INSTRUÇÃO A: Segundo o texto sobre o Líbano, o que provocou a morte de 28 terroristas, cinco civis e duas crianças? Responde numa ou duas frases.

Há precisamente uma semana, a Mossad fez rebentar milhares de pagers e walkie-talkies no Líbano, propriedade de membros do Hezbollah, provocando a morte de 28 terroristas, cinco civis e duas crianças. Já nas últimas 48 horas, Israel começou a bombardear – sem autorização do Governo do Líbano - guarnições do Hezbollah, no sul do país; 558 pessoas morreram, 35 das quais crianças.

António Guterres, secretário-geral das Nações Unidas, lançou hoje um alerta: o Líbano não pode tornar-se "outra Gaza". Josep Borrell, chefe da diplomacia na União Europeia, escreveu, nas redes sociais, que o "Conselho de Segurança tem de desempenhar o seu papel". E Joe Biden, Presidente dos Estados Unidos, diz que "os civis estão a passar pelo inferno". Em Gaza, segundo o ministério da saúde regional (controlado pelo Hamas), já morreram 40 mil pessoas, metade das quais mulheres e crianças.

O direito internacional não terá uma palavra a dizer? Dois especialistas ouvidos pela Renascença acreditam que sim.

INSTRUÇÃO B: Conta quantas linhas dos registos contêm a palavra "water", distinguindo maiúsculas de minúsculas. Indica apenas o número.

REGISTOS FORNECIDOS:
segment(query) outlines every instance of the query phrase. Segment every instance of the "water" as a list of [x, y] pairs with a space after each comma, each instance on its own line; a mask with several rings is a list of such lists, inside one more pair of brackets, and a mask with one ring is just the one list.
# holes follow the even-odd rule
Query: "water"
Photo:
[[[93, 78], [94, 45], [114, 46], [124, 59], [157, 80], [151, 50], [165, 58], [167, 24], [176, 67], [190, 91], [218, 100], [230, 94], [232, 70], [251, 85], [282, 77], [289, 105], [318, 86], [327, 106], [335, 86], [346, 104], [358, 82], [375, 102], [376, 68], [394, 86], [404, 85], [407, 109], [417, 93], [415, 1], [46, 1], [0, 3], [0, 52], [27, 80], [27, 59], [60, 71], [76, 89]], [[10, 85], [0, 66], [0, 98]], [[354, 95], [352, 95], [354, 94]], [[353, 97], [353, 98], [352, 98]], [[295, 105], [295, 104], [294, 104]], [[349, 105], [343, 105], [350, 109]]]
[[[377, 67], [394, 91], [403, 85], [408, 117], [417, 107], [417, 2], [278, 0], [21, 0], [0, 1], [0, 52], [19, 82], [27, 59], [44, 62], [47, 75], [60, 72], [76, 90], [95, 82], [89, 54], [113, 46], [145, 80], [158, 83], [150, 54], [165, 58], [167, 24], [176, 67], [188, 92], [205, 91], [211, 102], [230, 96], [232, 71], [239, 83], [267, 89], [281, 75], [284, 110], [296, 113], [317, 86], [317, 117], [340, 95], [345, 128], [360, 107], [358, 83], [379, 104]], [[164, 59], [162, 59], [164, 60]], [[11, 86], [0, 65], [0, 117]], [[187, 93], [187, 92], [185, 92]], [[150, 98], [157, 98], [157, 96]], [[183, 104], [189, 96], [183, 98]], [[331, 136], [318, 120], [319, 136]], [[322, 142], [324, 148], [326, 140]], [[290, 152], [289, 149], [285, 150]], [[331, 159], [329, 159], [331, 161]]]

SOLUÇÃO A: Essas mortes foram provocadas pela explosão de milhares de pagers e walkie-talkies no Líbano, propriedade de membros do Hezbollah. A Mossad fê-los rebentar precisamente uma semana antes.

SOLUÇÃO B: 2